### CONSIGNE 1:
Recopiez, dans la chronique sur les immigrants au Québec, tout le passage qui va de « CHRONIQUE – Je » jusqu'à « et à mesure. ».

─── TEXTE SOURCE ───

CHRONIQUE – Je suis la fille d’immigrés. Mes parents grecs sont venus au Québec et ont construit leur vie ici sans aucune connaissance préalable du français ou de l’anglais. Avez-vous déjà entendu l’expression anglaise «winging it»? Mes parents en faisaient beaucoup au début. «Winging it» signifie essentiellement comprendre comment les choses fonctionnent au fur et à mesure.
Les immigrants en font beaucoup de ça. Plus que vous le croyez. Apprendre une nouvelle langue tout en essayant de naviguer dans une nouvelle vie est un formidable challenge.
Et non, ce n’est pas comme voyager à Cayo Coco ou faire une croisière de 10 jours sur le Nil avec un dictionnaire français-arabe à la main. Lorsque vous êtes un touriste, les gens veulent votre argent et s’adapteront à vous et à votre incapacité à parler leur langue. They’re paid to be nice to you. Ils trouvent vos tentatives de commander «una cerveza, por favor» ou de demander «dónde está el baño?» très charmants.
Lorsque vous êtes un nouvel immigrant (ou pire encore, un réfugié), pour la plupart des gens, vous êtes une nuisance. Someone who hasn’t yet « earned their keep ». Quelqu’un qui n’a pas encore gagné le droit d’appartenir au système dont il fait maintenant partie et d’en bénéficier.
Bienvenue au Québec, έχετε έξι μήνες για να μάθετε γαλλικά *
Demander comment se rendre à une station de métro peut vous valoir un chialage de la part de l’employé de la STM (they barely smile even when you do speak French) ou un petit mot impatient d’un client qui présume immédiatement que vous choisissez de ne pas parler français lorsque vous livrez leur Amazon package. Au lieu de vous donner peut-être le bénéfice du doute et de réaliser que vous venez d’atterrir à Montréal il y a quelques mois. Mais encore faut-il gagner ta vie, non? Même quand tu ne parles pas français encore.

─── ENTRÉES AFFICHÉES ───

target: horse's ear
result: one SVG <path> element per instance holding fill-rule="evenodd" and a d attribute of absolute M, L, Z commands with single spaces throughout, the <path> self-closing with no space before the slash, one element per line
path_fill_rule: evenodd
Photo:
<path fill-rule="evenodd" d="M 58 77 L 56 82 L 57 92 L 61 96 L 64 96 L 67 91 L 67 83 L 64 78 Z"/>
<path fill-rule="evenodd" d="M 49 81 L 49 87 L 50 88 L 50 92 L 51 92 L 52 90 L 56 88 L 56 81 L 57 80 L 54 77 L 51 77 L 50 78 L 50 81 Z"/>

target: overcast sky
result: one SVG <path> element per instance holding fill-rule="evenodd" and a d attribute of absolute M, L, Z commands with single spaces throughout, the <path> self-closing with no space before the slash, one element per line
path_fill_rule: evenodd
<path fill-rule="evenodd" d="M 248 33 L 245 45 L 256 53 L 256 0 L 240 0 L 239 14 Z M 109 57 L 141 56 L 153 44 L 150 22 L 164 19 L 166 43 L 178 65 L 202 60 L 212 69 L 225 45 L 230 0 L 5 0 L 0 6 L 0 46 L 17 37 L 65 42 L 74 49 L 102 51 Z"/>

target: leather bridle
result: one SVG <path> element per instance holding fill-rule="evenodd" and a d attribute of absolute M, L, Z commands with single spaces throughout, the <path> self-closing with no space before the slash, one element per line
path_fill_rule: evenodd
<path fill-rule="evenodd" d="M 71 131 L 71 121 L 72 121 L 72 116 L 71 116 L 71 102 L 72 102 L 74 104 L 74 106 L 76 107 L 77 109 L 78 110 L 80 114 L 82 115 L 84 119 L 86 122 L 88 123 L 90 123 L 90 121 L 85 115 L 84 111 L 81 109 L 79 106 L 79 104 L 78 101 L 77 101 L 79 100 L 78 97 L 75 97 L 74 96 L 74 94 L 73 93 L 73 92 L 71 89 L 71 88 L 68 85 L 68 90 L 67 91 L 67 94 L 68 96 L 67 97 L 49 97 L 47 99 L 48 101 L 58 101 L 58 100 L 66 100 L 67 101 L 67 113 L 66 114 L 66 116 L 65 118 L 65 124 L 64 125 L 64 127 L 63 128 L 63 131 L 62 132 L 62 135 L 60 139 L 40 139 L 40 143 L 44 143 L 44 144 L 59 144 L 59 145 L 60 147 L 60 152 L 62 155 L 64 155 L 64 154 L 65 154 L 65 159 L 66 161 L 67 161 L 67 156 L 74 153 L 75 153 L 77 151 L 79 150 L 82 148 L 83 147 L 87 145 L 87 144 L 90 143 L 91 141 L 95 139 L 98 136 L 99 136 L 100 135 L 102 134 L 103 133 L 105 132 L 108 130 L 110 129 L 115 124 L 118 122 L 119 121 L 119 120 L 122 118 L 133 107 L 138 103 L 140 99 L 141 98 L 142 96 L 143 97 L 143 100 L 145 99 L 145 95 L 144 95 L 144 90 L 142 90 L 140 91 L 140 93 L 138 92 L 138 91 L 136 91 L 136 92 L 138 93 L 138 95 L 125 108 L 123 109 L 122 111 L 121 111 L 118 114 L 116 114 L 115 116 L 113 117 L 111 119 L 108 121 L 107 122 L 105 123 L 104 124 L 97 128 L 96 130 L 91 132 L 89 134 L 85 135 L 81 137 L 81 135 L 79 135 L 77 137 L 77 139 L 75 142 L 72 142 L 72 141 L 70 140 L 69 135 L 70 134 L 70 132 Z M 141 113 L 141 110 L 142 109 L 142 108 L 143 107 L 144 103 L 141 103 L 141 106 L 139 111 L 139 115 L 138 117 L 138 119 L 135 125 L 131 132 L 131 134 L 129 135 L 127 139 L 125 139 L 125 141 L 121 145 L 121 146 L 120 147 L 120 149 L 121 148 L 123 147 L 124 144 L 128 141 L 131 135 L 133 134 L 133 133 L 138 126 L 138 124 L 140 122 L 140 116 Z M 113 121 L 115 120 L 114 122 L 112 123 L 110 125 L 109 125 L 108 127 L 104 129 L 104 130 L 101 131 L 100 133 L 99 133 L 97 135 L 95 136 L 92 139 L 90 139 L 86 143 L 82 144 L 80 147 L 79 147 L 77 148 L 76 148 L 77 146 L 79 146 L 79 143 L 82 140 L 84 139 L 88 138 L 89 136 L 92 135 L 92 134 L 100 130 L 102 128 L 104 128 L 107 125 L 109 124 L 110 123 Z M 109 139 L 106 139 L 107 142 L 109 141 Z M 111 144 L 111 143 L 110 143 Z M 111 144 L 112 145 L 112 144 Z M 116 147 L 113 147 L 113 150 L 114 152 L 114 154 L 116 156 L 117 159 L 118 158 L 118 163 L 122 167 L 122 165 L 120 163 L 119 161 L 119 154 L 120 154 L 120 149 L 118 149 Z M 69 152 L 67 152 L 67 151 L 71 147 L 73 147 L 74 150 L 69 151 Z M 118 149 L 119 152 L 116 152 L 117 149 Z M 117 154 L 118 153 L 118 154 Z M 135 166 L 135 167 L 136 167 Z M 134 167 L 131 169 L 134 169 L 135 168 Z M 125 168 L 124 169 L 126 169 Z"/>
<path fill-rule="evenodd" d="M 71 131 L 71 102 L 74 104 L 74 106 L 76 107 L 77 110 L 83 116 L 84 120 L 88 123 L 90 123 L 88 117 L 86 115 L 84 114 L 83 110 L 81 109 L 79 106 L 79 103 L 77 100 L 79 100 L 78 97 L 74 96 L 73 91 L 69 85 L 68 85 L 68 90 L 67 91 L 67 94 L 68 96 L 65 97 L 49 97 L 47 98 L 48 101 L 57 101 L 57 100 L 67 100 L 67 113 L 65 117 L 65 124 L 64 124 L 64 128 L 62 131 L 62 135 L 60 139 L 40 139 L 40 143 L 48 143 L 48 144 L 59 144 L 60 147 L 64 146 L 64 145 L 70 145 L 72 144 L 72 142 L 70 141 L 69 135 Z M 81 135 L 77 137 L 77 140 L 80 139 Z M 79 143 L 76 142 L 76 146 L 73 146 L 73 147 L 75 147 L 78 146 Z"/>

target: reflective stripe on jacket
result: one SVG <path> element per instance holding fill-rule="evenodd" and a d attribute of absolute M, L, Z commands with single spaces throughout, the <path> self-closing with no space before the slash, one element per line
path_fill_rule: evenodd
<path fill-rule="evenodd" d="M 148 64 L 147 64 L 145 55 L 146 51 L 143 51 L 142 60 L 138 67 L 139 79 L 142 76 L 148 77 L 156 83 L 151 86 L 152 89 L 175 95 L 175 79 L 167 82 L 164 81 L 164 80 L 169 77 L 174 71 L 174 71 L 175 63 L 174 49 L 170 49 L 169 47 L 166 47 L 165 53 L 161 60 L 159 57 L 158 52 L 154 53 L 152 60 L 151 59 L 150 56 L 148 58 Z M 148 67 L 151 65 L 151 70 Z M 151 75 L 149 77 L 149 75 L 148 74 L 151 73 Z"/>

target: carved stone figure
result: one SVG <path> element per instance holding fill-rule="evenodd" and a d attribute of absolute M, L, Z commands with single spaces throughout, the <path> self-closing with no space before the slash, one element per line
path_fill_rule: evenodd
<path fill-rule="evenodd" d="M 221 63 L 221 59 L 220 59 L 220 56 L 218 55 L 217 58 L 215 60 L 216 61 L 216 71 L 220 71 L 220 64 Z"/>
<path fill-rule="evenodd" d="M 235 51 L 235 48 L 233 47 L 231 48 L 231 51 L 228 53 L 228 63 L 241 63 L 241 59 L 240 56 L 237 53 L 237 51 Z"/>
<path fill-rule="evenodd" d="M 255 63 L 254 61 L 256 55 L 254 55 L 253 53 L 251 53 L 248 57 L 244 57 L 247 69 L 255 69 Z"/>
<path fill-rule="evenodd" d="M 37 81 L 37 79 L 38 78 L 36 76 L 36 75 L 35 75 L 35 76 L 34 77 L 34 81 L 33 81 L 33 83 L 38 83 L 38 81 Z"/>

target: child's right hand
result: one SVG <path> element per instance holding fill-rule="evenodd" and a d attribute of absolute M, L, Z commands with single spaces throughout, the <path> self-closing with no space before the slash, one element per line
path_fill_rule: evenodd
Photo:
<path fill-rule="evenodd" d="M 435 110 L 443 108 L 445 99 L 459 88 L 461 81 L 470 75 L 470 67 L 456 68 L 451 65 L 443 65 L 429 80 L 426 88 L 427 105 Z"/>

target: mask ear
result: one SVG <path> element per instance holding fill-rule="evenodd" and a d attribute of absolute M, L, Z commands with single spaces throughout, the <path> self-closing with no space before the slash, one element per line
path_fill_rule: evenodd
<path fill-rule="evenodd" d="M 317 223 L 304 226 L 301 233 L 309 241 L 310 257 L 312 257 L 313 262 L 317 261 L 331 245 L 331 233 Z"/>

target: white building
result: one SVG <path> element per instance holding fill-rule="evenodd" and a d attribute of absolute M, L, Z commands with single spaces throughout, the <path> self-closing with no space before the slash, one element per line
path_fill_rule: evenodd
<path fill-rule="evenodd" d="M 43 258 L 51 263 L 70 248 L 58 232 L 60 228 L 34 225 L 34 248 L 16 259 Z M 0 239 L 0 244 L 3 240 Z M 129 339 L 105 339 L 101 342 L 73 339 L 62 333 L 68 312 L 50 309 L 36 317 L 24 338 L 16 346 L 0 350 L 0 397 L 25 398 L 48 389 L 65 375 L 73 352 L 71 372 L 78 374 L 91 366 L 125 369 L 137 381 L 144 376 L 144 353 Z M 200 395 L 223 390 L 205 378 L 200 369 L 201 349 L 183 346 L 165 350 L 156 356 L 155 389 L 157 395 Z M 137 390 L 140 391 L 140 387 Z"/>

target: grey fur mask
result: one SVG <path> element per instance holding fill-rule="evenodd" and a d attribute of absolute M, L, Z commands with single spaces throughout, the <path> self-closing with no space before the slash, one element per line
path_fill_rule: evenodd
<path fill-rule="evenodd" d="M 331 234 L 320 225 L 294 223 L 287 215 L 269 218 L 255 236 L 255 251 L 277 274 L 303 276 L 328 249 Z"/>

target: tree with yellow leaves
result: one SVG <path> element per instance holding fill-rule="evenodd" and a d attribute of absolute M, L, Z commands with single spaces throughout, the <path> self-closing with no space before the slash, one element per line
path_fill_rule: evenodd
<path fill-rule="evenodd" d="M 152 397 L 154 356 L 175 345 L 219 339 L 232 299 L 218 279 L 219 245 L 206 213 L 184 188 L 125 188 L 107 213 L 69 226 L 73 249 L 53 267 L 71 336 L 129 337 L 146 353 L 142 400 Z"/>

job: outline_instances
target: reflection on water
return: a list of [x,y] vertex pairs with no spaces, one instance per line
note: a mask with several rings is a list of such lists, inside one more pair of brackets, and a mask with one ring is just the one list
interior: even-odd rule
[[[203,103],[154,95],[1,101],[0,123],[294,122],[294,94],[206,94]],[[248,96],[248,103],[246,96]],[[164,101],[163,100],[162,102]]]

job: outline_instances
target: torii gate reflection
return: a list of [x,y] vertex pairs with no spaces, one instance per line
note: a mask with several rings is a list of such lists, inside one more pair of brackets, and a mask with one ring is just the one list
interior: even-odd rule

───

### CONSIGNE 2:
Dans les entrées, reprenez toutes les lignes depuis celle qui contient « target: reflective stripe on jacket » jusqu'à celle qui contient « 435 110 L 443 », toutes deux comprises, en substituant « object » à « target » sans rien modifier d'autre. Ne donnez que ces lignes.

### RÉSULTAT OBTENU 1:
CHRONIQUE – Je suis la fille d’immigrés. Mes parents grecs sont venus au Québec et ont construit leur vie ici sans aucune connaissance préalable du français ou de l’anglais. Avez-vous déjà entendu l’expression anglaise «winging it»? Mes parents en faisaient beaucoup au début. «Winging it» signifie essentiellement comprendre comment les choses fonctionnent au fur et à mesure.

### RÉSULTAT OBTENU 2:
object: reflective stripe on jacket
result: one SVG <path> element per instance holding fill-rule="evenodd" and a d attribute of absolute M, L, Z commands with single spaces throughout, the <path> self-closing with no space before the slash, one element per line
path_fill_rule: evenodd
<path fill-rule="evenodd" d="M 148 64 L 147 64 L 145 55 L 146 51 L 143 51 L 142 60 L 138 67 L 139 79 L 142 76 L 148 77 L 156 83 L 151 86 L 152 89 L 175 95 L 175 79 L 167 82 L 164 81 L 164 80 L 169 77 L 174 71 L 174 71 L 175 63 L 174 49 L 170 49 L 169 47 L 166 47 L 165 53 L 161 60 L 159 57 L 158 52 L 154 53 L 152 60 L 151 59 L 150 56 L 148 58 Z M 148 67 L 151 65 L 151 70 Z M 151 75 L 149 77 L 149 75 L 148 74 L 151 73 Z"/>

object: carved stone figure
result: one SVG <path> element per instance holding fill-rule="evenodd" and a d attribute of absolute M, L, Z commands with single spaces throughout, the <path> self-closing with no space before the slash, one element per line
path_fill_rule: evenodd
<path fill-rule="evenodd" d="M 221 63 L 221 59 L 220 59 L 220 56 L 218 55 L 217 58 L 215 60 L 216 61 L 216 71 L 220 71 L 220 64 Z"/>
<path fill-rule="evenodd" d="M 235 51 L 235 48 L 233 47 L 231 48 L 231 51 L 228 53 L 228 63 L 241 63 L 241 59 L 240 56 L 237 53 L 237 51 Z"/>
<path fill-rule="evenodd" d="M 255 63 L 254 61 L 256 55 L 254 55 L 253 53 L 251 53 L 248 57 L 244 57 L 247 69 L 255 69 Z"/>
<path fill-rule="evenodd" d="M 37 81 L 37 79 L 38 78 L 36 76 L 36 75 L 35 75 L 35 76 L 34 77 L 34 81 L 33 81 L 33 83 L 38 83 L 38 81 Z"/>

object: child's right hand
result: one SVG <path> element per instance holding fill-rule="evenodd" and a d attribute of absolute M, L, Z commands with single spaces throughout, the <path> self-closing with no space before the slash, one element per line
path_fill_rule: evenodd
Photo:
<path fill-rule="evenodd" d="M 435 110 L 443 108 L 445 99 L 459 88 L 461 81 L 470 75 L 470 67 L 456 68 L 451 65 L 443 65 L 429 80 L 426 88 L 427 105 Z"/>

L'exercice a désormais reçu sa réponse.